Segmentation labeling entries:
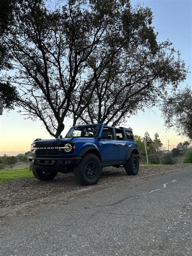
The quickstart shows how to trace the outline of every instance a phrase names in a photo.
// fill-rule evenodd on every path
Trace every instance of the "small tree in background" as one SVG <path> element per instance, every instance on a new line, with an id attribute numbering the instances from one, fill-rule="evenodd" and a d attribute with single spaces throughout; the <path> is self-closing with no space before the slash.
<path id="1" fill-rule="evenodd" d="M 159 139 L 159 135 L 157 133 L 155 134 L 155 139 L 154 139 L 153 142 L 155 145 L 156 152 L 158 154 L 158 151 L 162 147 L 163 144 L 160 139 Z"/>
<path id="2" fill-rule="evenodd" d="M 149 155 L 148 156 L 149 163 L 155 164 L 158 164 L 160 162 L 160 158 L 157 154 Z"/>
<path id="3" fill-rule="evenodd" d="M 192 95 L 190 88 L 169 96 L 162 107 L 165 125 L 179 135 L 192 139 Z"/>
<path id="4" fill-rule="evenodd" d="M 178 156 L 180 155 L 180 150 L 177 148 L 173 148 L 171 151 L 171 153 L 173 156 Z"/>
<path id="5" fill-rule="evenodd" d="M 177 159 L 174 158 L 171 153 L 163 155 L 162 160 L 163 164 L 175 164 L 177 162 Z"/>
<path id="6" fill-rule="evenodd" d="M 192 148 L 186 153 L 183 162 L 184 164 L 192 163 Z"/>

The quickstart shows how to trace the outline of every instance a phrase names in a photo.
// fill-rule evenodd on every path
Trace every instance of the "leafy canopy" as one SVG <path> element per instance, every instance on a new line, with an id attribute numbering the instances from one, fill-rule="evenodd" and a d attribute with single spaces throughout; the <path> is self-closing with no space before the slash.
<path id="1" fill-rule="evenodd" d="M 53 136 L 68 117 L 74 125 L 117 125 L 185 79 L 171 43 L 158 42 L 148 7 L 129 0 L 14 2 L 2 39 L 20 83 L 17 105 Z"/>

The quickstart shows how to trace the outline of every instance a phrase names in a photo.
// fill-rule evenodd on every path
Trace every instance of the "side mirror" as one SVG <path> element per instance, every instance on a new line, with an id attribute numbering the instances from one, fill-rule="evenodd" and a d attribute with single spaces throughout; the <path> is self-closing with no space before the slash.
<path id="1" fill-rule="evenodd" d="M 111 133 L 109 132 L 104 132 L 100 137 L 100 139 L 111 139 Z"/>

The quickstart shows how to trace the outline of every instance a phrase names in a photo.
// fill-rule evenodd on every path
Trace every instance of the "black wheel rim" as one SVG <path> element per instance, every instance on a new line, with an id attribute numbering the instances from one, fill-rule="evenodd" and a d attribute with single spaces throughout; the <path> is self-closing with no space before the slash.
<path id="1" fill-rule="evenodd" d="M 135 158 L 133 160 L 133 168 L 134 171 L 137 171 L 137 161 Z"/>
<path id="2" fill-rule="evenodd" d="M 85 166 L 85 174 L 88 179 L 94 179 L 97 175 L 97 167 L 94 161 L 90 161 Z"/>

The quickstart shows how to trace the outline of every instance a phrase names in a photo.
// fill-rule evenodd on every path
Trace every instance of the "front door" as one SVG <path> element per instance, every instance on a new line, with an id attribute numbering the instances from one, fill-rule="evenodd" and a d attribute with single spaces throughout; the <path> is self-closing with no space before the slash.
<path id="1" fill-rule="evenodd" d="M 105 127 L 102 132 L 110 132 L 111 138 L 101 139 L 99 143 L 99 151 L 102 156 L 102 163 L 111 163 L 118 161 L 118 145 L 116 140 L 114 139 L 112 128 Z"/>

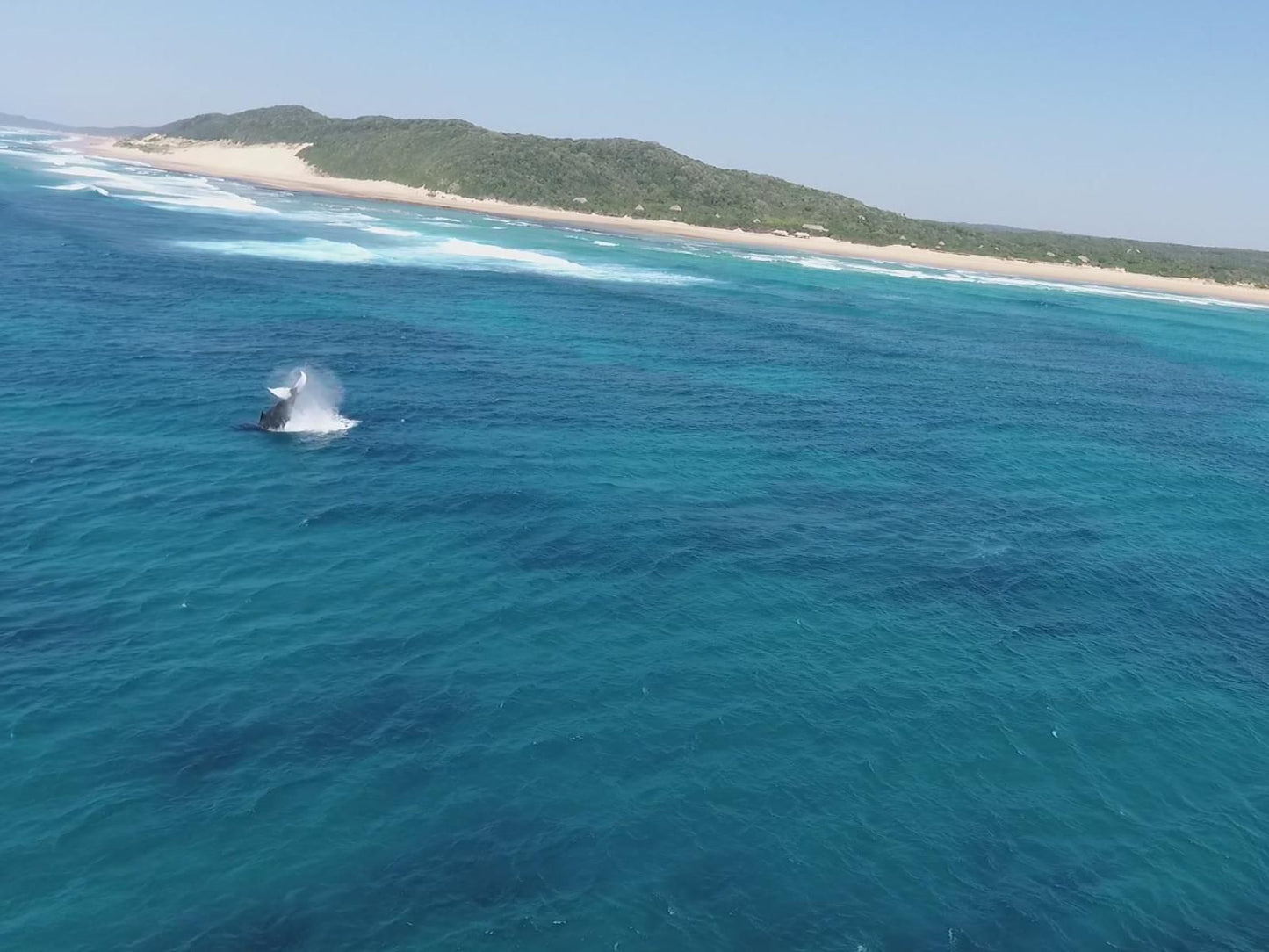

- Stated exercise -
Update the records above by changing every "quickstart" to "tutorial" and leaving everything else unchanged. Omit the pictures from your answer.

- Written response -
The tutorial shows how to trace the outline of every instance a phrase names in a photo.
// fill-rule evenodd on every path
Trace every instance of the "small tree in background" as one SVG <path> element per instance, every instance on a new line, with an id attribute numbering the instances from one, fill-rule="evenodd" and a d attribute with single spaces throughout; the <path> is self-closing with no space before the slash.
<path id="1" fill-rule="evenodd" d="M 159 139 L 159 135 L 157 133 L 155 134 L 155 139 L 154 139 L 153 142 L 155 145 L 156 152 L 158 154 L 158 151 L 162 147 L 163 144 L 160 139 Z"/>
<path id="2" fill-rule="evenodd" d="M 149 155 L 148 156 L 149 163 L 155 164 L 158 164 L 160 162 L 160 158 L 157 154 Z"/>
<path id="3" fill-rule="evenodd" d="M 192 95 L 190 88 L 169 96 L 162 107 L 165 125 L 179 135 L 192 139 Z"/>
<path id="4" fill-rule="evenodd" d="M 178 156 L 180 155 L 180 150 L 177 148 L 173 148 L 171 151 L 171 153 L 173 156 Z"/>
<path id="5" fill-rule="evenodd" d="M 177 159 L 174 158 L 171 153 L 163 155 L 162 160 L 163 164 L 175 164 L 177 162 Z"/>
<path id="6" fill-rule="evenodd" d="M 192 148 L 186 153 L 183 162 L 184 164 L 192 163 Z"/>

The tutorial shows how to trace the outline of every instance a phrase names in a photo.
// fill-rule evenodd on every path
Trace every instance of the "leafy canopy" as one SVG <path> element per instance, every instance on a new line, with an id attribute numbering the instances from one, fill-rule="evenodd" and a d attribute with single spaces throughout; the <path> is self-closing with no space before the slash.
<path id="1" fill-rule="evenodd" d="M 53 136 L 68 117 L 74 125 L 117 125 L 185 79 L 171 43 L 158 42 L 148 7 L 129 0 L 14 2 L 2 39 L 20 83 L 17 105 Z"/>

The tutorial shows how to trace the outline of every instance a phrase names in a photo.
// fill-rule evenodd on every path
Trace every instance of the "side mirror" as one SVG <path> element per instance, every instance on a new line, with an id attribute numbering the instances from one, fill-rule="evenodd" and a d attribute with single spaces throughout; the <path> is self-closing with no space before the slash.
<path id="1" fill-rule="evenodd" d="M 111 133 L 109 132 L 104 132 L 100 137 L 100 139 L 111 139 Z"/>

The tutorial shows how to trace the outline of every instance a phrase names in a photo.
// fill-rule evenodd on every path
Trace every instance of the "black wheel rim" as one SVG <path> element per instance, every instance on a new line, with an id attribute numbering the instances from one, fill-rule="evenodd" and a d attribute with single spaces throughout; the <path> is self-closing with no space before the slash.
<path id="1" fill-rule="evenodd" d="M 135 158 L 133 160 L 133 168 L 134 171 L 137 171 L 137 161 Z"/>
<path id="2" fill-rule="evenodd" d="M 85 166 L 85 174 L 88 179 L 94 179 L 97 175 L 97 167 L 94 161 L 90 161 Z"/>

The tutorial shows how to trace the outline of every instance a phrase names in a photo.
// fill-rule evenodd on every path
Trace every instance of the "front door" as one SVG <path> element per instance, every instance on a new line, with an id attribute numbering the instances from one, fill-rule="evenodd" and a d attribute with single spaces throughout; the <path> is self-closing with no space before the slash.
<path id="1" fill-rule="evenodd" d="M 105 127 L 102 132 L 110 132 L 111 138 L 101 139 L 99 143 L 99 151 L 102 156 L 102 163 L 111 163 L 118 161 L 118 145 L 116 140 L 114 139 L 112 128 Z"/>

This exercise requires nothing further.